• EXERCISE: Leaving out the pictures, copy each record below exactly.

Collection entries
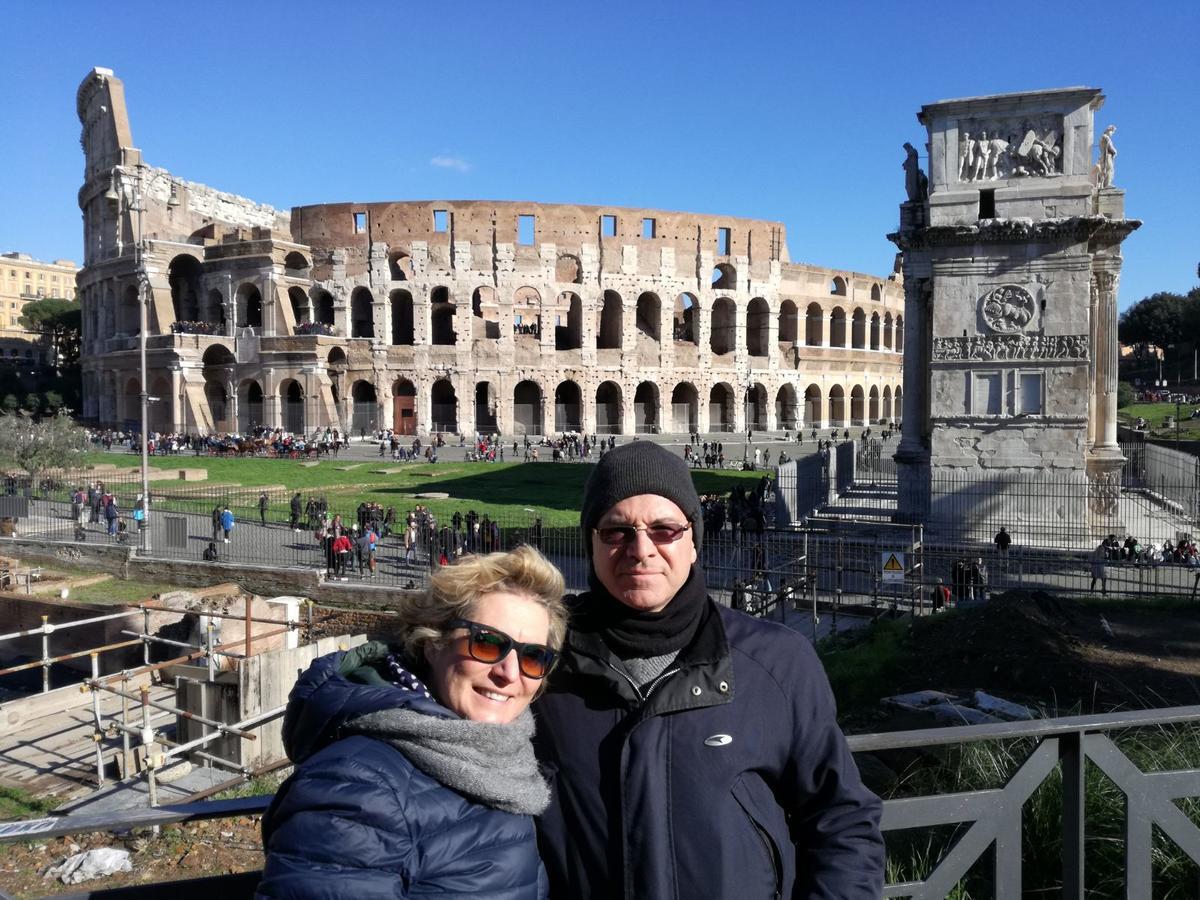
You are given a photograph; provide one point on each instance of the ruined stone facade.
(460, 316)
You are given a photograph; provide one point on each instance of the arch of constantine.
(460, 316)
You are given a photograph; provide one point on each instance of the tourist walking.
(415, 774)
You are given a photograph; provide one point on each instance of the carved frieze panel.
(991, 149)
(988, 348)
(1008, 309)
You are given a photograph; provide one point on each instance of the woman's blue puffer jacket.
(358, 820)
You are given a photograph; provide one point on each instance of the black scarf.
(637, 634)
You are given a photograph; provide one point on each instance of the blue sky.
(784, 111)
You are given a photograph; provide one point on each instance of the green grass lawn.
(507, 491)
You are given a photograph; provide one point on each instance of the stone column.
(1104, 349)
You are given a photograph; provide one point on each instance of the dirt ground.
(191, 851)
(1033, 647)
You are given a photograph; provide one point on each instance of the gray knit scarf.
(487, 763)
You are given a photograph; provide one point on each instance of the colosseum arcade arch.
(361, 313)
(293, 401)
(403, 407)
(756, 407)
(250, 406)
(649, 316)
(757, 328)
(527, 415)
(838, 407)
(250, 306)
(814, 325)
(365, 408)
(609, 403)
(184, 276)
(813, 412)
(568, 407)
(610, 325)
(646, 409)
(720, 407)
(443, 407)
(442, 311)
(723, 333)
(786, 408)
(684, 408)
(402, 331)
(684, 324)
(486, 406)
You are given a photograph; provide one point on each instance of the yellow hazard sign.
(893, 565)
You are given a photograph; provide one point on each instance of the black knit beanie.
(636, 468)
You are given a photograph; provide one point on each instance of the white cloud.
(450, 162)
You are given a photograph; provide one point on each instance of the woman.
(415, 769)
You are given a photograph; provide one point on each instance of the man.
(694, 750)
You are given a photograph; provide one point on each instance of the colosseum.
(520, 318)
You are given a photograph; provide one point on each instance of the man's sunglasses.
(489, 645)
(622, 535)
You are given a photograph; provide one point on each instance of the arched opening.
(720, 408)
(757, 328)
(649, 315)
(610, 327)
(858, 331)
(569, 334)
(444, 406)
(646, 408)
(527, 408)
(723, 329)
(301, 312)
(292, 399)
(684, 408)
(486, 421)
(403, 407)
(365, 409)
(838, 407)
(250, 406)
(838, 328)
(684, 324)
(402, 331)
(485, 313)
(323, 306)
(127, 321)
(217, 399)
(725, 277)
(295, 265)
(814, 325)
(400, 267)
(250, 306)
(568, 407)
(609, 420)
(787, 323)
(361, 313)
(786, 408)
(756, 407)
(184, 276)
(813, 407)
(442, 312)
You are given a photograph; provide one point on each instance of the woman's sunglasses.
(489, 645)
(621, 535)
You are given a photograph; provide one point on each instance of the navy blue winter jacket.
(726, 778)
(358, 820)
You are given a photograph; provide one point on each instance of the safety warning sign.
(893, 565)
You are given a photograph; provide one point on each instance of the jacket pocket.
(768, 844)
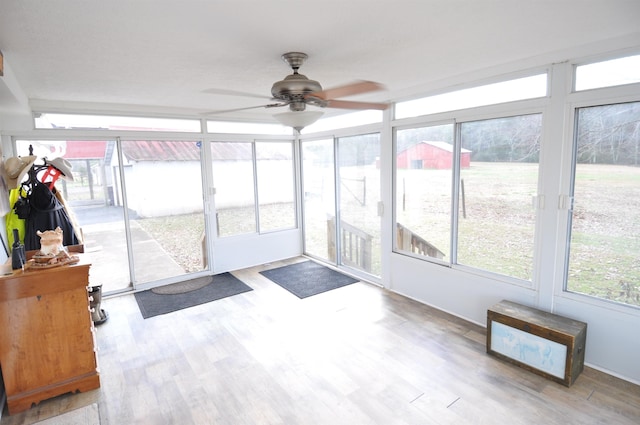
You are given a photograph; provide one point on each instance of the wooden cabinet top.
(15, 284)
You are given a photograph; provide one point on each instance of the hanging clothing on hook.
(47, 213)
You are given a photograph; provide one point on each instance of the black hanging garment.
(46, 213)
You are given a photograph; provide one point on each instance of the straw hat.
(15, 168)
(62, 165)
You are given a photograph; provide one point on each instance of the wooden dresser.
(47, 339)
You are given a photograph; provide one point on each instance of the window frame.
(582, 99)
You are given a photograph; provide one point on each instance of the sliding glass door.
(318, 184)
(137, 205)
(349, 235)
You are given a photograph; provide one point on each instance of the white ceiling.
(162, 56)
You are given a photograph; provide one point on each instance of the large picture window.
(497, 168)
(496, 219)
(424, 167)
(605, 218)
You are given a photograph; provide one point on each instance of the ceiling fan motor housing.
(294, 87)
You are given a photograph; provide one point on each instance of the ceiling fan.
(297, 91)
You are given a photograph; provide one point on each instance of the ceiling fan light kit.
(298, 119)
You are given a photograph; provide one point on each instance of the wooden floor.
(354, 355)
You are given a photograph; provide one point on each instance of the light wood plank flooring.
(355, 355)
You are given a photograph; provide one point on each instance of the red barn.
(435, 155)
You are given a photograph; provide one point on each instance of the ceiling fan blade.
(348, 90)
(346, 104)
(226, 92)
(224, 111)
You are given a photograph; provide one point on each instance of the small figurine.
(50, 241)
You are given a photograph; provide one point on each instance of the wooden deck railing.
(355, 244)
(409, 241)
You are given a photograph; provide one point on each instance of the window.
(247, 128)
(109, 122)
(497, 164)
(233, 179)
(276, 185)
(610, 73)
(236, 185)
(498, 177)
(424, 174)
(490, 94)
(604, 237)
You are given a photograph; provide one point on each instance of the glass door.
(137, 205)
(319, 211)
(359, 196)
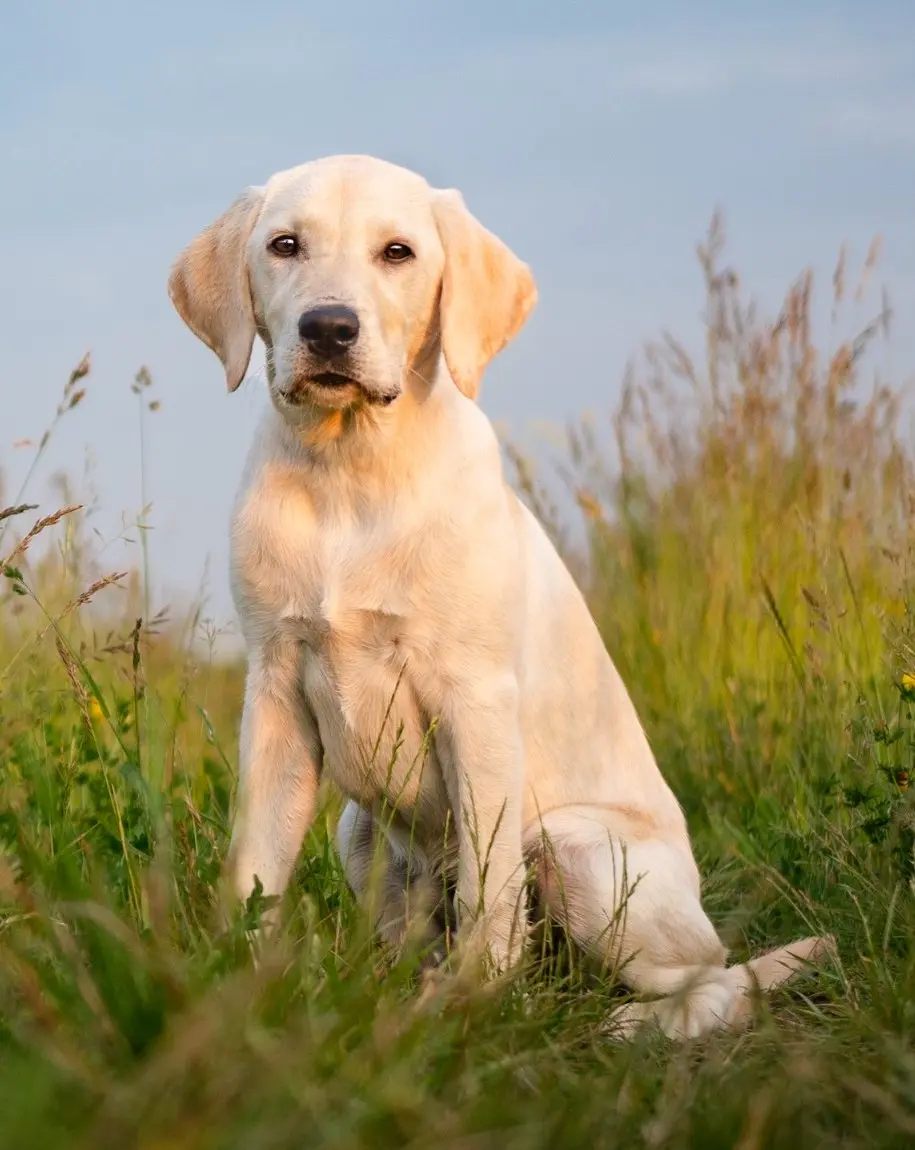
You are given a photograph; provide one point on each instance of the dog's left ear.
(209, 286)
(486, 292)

• RESPONSE TO THIS TASK:
You are given a photograph; provide one point on each instance of the ruined stone facade.
(460, 316)
You are given a photograph; provide one point on each instance of the arch of constantine.
(460, 316)
You are given a photograph; provide one point on each instance of the tourist walking.
(415, 774)
You are given a photograph; provide one point on each instance of the carved frieze panel.
(991, 149)
(988, 348)
(1008, 309)
You are given a photograph; provide one point on each instance of the woman's blue puffer jacket.
(358, 820)
You are given a photograph; provide one point on each instance of the black scarf.
(637, 634)
You are given a photograph; provide one point on each instance of the blue sky.
(784, 111)
You are given a photograph; provide one point on each instance of the green grass lawn.
(507, 491)
You are given a photograph; provide one point on each instance of the stone column.
(1104, 349)
You are given a photograph; provide one point on each instance of the dirt ground.
(191, 851)
(1033, 647)
You are given a photograph; provide one point on each instance of the gray knit scarf.
(487, 763)
You are given a photograph; provide one point on each instance of the colosseum arcade arch.
(361, 313)
(293, 401)
(403, 407)
(756, 407)
(250, 406)
(649, 316)
(757, 328)
(527, 415)
(838, 407)
(250, 306)
(814, 325)
(365, 408)
(609, 403)
(184, 276)
(813, 412)
(568, 407)
(610, 325)
(646, 409)
(720, 407)
(443, 407)
(442, 311)
(723, 333)
(786, 408)
(684, 408)
(402, 331)
(684, 324)
(486, 406)
You are given a photograph; provide one point on each instance of the yellow hazard sign.
(893, 565)
You are given a photograph; provide one point on each instance of the black knit beanie.
(636, 468)
You are given a photograph; provide one point on each instance of the white cloud.
(450, 162)
You are given a photograph; provide one point on each instance of the woman.
(415, 769)
You are given a photograph; provide one point on each instance of the man.
(694, 750)
You are given a photograph; provide one point on each instance of the colosseum.
(520, 318)
You are given a photograph; provide one point on each instance of the man's sunglasses.
(489, 645)
(622, 535)
You are given a photograph; provide one point on each instance of the arched opening.
(720, 408)
(757, 328)
(649, 315)
(610, 327)
(858, 331)
(569, 334)
(444, 406)
(646, 408)
(527, 408)
(723, 329)
(301, 312)
(292, 399)
(684, 408)
(486, 421)
(403, 407)
(365, 409)
(838, 407)
(250, 406)
(838, 328)
(684, 324)
(402, 331)
(485, 313)
(323, 306)
(127, 321)
(217, 399)
(725, 277)
(295, 265)
(814, 325)
(400, 267)
(250, 306)
(568, 407)
(609, 420)
(787, 323)
(361, 313)
(786, 408)
(756, 407)
(184, 276)
(813, 407)
(442, 312)
You are given a photograph; provide one point on each instance of the woman's sunglasses.
(489, 645)
(621, 535)
You are given a photograph; provide one point on each instance of the navy blue winter jacket.
(726, 778)
(358, 820)
You are given a photograph; provide one point on each instance of the safety warning sign.
(893, 565)
You are given a photograph; provide one point on each instance of the jacket pocket.
(768, 844)
You are given a photograph; provide one point on each instance of the wooden cabinet top.
(15, 284)
You are given a photograph; provide one point on each instance of the hanging clothing on hook.
(47, 213)
You are given a photograph; provide one point on each instance of the black hanging garment.
(46, 213)
You are given a photograph; provide one point on each instance of the straw hat.
(15, 168)
(62, 165)
You are given a photograph; provide one point on each instance of the wooden dresser.
(47, 339)
You are given a photograph; provide one point on each instance of the window frame.
(582, 99)
You are given a photograph; provide one point on each instance of the sliding glass door.
(318, 184)
(137, 205)
(349, 235)
You are given a photograph; provide one point on each instance of the white ceiling.
(162, 56)
You are given a photograph; provide one point on each instance of the large picture window.
(497, 168)
(496, 219)
(424, 167)
(605, 218)
You are given a photograph; provide one point on each instance of the ceiling fan motor housing.
(294, 87)
You are given a photograph; provide one point on each instance of the ceiling fan.
(297, 91)
You are given a photograph; provide one point on each instance of the ceiling fan light kit.
(298, 119)
You are given a photograph; provide one point on each instance of the wooden floor.
(354, 355)
You are given a photograph; provide one point on each instance of the light wood plank flooring.
(355, 355)
You are given a photograph; provide one point on each instance of the red barn.
(435, 155)
You are given a photograph; provide one point on each instance of the ceiling fan blade.
(348, 90)
(346, 104)
(226, 92)
(224, 111)
You are given a photograph; provide one point on each instance of the small figurine.
(50, 241)
You are given a photograph; provide one point on each instance of the wooden deck railing.
(355, 244)
(409, 241)
You are given a photograph; provide one point on each instance of the window.
(247, 128)
(109, 122)
(497, 164)
(233, 179)
(276, 185)
(610, 73)
(236, 185)
(498, 177)
(424, 174)
(490, 94)
(604, 237)
You are given a photograph; provide one point on each instance of the glass door.
(137, 205)
(319, 211)
(359, 196)
You are given a photograph; provide one point on each instance of the dog's left ear.
(209, 286)
(486, 292)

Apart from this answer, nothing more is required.